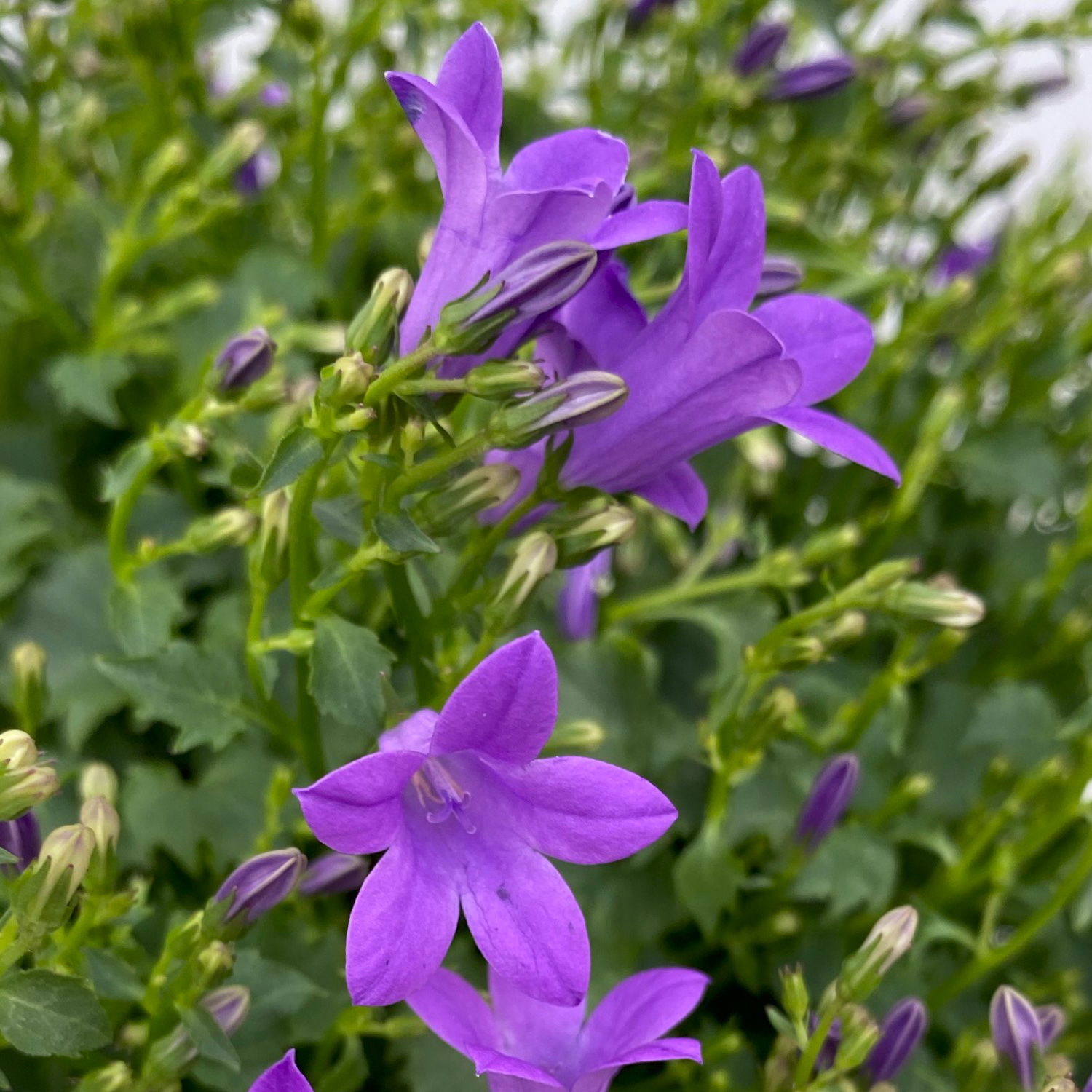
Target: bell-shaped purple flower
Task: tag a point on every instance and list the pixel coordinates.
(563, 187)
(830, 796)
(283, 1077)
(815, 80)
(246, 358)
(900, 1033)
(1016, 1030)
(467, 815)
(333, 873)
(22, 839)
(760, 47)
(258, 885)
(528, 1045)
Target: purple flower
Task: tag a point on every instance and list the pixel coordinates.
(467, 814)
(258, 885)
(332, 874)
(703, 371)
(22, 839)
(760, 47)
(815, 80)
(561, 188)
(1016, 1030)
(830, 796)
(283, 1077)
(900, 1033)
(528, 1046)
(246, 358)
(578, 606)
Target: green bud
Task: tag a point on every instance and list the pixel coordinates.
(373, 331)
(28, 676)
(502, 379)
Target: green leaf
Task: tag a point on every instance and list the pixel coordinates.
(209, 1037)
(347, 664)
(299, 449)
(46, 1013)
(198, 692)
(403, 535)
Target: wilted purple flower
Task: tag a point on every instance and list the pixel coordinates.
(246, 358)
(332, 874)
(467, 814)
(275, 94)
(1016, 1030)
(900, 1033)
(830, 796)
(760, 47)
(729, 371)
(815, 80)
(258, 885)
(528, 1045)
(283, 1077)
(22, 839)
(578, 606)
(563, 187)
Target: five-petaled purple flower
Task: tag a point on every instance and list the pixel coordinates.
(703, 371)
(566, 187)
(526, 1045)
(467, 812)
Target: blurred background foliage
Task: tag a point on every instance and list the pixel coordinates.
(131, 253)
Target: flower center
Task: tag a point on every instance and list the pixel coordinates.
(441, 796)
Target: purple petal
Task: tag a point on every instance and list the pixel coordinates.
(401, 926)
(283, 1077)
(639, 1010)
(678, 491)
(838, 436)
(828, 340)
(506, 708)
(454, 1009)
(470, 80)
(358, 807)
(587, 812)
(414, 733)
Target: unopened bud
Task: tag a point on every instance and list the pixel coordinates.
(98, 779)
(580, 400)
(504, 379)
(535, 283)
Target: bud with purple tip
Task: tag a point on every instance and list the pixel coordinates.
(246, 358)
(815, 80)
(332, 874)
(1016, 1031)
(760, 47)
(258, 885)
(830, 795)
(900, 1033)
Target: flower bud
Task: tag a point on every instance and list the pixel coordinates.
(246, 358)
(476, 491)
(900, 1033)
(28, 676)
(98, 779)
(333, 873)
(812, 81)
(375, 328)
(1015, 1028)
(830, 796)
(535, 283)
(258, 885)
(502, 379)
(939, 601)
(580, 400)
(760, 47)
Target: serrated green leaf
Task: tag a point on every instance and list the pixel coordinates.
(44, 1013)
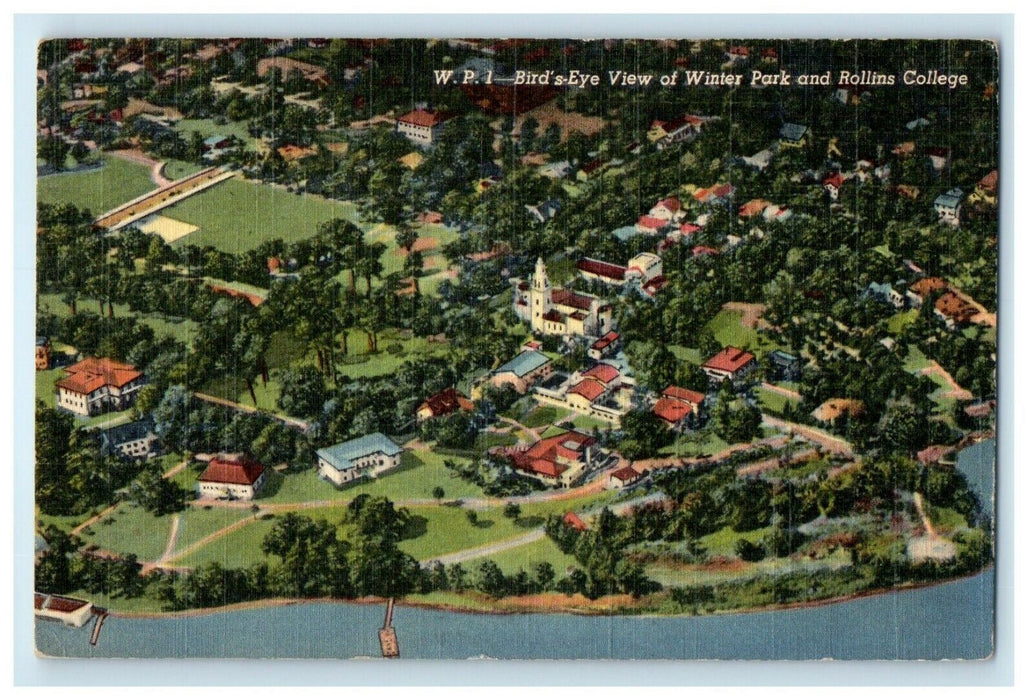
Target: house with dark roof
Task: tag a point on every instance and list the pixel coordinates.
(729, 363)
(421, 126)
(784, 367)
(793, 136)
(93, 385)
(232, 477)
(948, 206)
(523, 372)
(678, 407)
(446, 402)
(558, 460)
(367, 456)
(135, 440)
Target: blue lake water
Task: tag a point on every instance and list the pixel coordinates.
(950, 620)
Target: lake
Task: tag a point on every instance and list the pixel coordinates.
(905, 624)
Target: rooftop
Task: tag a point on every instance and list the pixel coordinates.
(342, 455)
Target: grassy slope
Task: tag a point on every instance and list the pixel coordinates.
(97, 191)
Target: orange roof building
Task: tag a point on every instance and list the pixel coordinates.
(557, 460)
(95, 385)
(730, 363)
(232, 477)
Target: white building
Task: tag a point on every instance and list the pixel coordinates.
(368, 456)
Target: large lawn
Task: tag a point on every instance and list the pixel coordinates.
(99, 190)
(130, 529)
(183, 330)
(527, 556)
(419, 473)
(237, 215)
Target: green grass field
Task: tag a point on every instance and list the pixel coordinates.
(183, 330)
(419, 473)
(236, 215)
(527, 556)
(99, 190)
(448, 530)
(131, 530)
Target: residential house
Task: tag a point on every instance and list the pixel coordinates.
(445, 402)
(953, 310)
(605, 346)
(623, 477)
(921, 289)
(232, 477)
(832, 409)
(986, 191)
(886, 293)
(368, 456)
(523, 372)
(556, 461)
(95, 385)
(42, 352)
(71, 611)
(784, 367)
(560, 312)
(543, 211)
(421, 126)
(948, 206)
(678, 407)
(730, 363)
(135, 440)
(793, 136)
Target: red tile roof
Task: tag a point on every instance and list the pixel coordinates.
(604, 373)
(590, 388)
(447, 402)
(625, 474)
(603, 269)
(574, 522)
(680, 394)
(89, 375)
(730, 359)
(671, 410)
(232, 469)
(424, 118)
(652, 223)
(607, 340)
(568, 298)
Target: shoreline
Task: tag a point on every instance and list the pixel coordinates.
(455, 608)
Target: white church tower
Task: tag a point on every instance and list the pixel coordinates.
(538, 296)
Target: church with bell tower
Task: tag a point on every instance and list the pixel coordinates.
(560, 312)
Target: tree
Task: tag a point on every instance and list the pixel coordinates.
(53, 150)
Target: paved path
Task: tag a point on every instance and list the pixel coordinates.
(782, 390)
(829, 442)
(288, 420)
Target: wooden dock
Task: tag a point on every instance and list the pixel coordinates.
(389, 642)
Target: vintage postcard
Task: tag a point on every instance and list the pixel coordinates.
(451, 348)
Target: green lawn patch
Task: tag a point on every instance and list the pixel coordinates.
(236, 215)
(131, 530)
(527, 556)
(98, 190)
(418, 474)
§ §
**SHORT EXERCISE**
Leave out every line before the one containing "Target: orange roof building"; set down that line and all remaining lines of the material exactly.

**OUTPUT OF THE EXERCISE**
Target: orange roof building
Task: tag a point on every instance and list the pixel coordinates.
(557, 460)
(95, 385)
(730, 363)
(232, 477)
Target: white building
Task: tag a point on every instance and list the pixel coordinates.
(368, 456)
Target: large lawn
Task: tag a point on every instance and list the pixel coordinates.
(99, 190)
(130, 529)
(183, 330)
(527, 556)
(419, 473)
(237, 215)
Target: green grass field
Task: tag a point on every instance and list the pixel coordinates.
(183, 330)
(419, 473)
(236, 215)
(527, 556)
(99, 190)
(448, 530)
(131, 530)
Target: residential house
Task: tag a point on every instance and list the pixel coordinates.
(445, 402)
(953, 310)
(605, 346)
(623, 477)
(921, 289)
(232, 477)
(832, 409)
(986, 191)
(886, 293)
(368, 456)
(523, 372)
(556, 461)
(95, 385)
(42, 352)
(71, 611)
(784, 367)
(560, 312)
(543, 211)
(421, 126)
(948, 206)
(678, 407)
(730, 363)
(135, 440)
(793, 136)
Target: red tile roof
Task: tag a point on every instance and list the pixel coordinates.
(604, 373)
(590, 388)
(447, 402)
(625, 474)
(603, 269)
(574, 522)
(680, 394)
(89, 375)
(730, 359)
(671, 410)
(232, 469)
(424, 118)
(652, 223)
(607, 340)
(568, 298)
Target: shoreline
Task: tag a point on every instance and list the pixel coordinates.
(455, 608)
Target: white church tower
Task: tag a point on every instance and list the pixel coordinates.
(538, 296)
Target: church with bell tower
Task: tag a point on every instance and list the pixel coordinates.
(560, 312)
Target: tree
Task: tag a point on every instance and list the pixel coordinates.
(53, 150)
Target: paved path
Task: tag a point on every instance and list the pixel coordinates.
(782, 390)
(829, 442)
(288, 420)
Target: wooden dock
Task: tag a point on every instance and list the pixel coordinates.
(389, 642)
Target: vintage postcard
Task: tag a point on every instance and list the pixel coordinates.
(451, 348)
Target: green lawn patch
Task: tag a point on every instance and list the pixel coordinates.
(236, 215)
(131, 530)
(527, 556)
(98, 190)
(418, 474)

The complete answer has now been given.